(Referring expression pointing data)
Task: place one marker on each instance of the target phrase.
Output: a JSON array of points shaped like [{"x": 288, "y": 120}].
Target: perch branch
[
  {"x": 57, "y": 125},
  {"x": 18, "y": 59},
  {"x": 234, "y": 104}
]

▸ **Directions for this task**
The whole block of data above should be printed again verbatim.

▸ **Solution below**
Task: place one marker on each instance of the target phrase.
Output: a JSON array of points shaped like [{"x": 288, "y": 120}].
Target: perch branch
[
  {"x": 57, "y": 125},
  {"x": 18, "y": 59},
  {"x": 234, "y": 104}
]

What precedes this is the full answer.